* Passage provided
— START —
The economy (house rules) that matter most to Jesus are the ones ensuring the covenant is kept:  no one is left out in the cold while others kick back and reap the benefits of kicking others.  The little people of the rural villages are not the lower rung functionaries of the elite’s monopoly or Rome’s all consuming empire. 

Indeed, the economics of Jesus are astonishingly defiant of the way things usually work out with humanity.  We can craft our economic theories down the generations, yet we still have the all too human tendency to create chasms between the “haves” and the “have nots”.  The early Christians practiced a way of life that we still struggle to be at peace with and follow, for we are too much a product of the economics we devise, craft, and inhabit.

The house rules set up by the gospel look out for those who are told to stand at the back of the line.  In fact, Jesus turns the order of things around, just as the covenant and the Ten Commandments described before.  Persons who are of means have their place in the kingdom of God, yet there are no “gold card level memberships” to be found in Jesus’ vision.
— END —
* Actions to take
1) In the passage on the economics of Jesus, what does the first sentence give as the meaning of "economy"?
2) Repeat the passage on the economics of Jesus starting with "The house rules" and going on through "in Jesus’ vision.", substituting "good news" for "gospel".

Rows from a pointing dataset:
— START —
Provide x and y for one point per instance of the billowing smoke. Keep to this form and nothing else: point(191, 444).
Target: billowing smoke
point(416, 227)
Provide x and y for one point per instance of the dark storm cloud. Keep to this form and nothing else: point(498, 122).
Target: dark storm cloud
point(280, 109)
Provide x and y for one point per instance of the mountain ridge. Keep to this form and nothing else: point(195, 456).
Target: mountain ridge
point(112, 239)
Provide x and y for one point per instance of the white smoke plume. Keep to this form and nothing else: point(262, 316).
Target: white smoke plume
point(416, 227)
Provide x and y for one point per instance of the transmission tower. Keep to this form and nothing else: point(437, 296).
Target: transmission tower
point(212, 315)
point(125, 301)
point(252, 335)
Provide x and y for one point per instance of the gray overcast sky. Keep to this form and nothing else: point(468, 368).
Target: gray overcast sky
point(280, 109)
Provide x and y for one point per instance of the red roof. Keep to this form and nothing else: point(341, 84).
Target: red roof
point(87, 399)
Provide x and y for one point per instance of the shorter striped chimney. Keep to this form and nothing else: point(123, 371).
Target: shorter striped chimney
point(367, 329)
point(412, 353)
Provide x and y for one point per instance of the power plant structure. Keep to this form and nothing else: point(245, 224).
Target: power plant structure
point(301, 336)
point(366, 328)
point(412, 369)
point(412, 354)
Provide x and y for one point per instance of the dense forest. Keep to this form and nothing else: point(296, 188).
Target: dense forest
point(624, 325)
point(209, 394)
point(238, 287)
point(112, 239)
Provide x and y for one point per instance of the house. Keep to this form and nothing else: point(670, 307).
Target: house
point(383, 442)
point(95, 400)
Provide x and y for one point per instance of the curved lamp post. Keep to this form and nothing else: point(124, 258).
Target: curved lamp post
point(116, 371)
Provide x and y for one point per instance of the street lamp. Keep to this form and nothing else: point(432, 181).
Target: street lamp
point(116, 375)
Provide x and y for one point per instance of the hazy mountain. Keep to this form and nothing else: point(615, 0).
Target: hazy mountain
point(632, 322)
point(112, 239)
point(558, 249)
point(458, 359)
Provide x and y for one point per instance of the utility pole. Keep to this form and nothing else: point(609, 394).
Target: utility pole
— END —
* The responses
1) House rules.

2)
The house rules set up by the good news look out for those who are told to stand at the back of the line.  In fact, Jesus turns the order of things around, just as the covenant and the Ten Commandments described before.  Persons who are of means have their place in the kingdom of God, yet there are no “gold card level memberships” to be found in Jesus’ vision.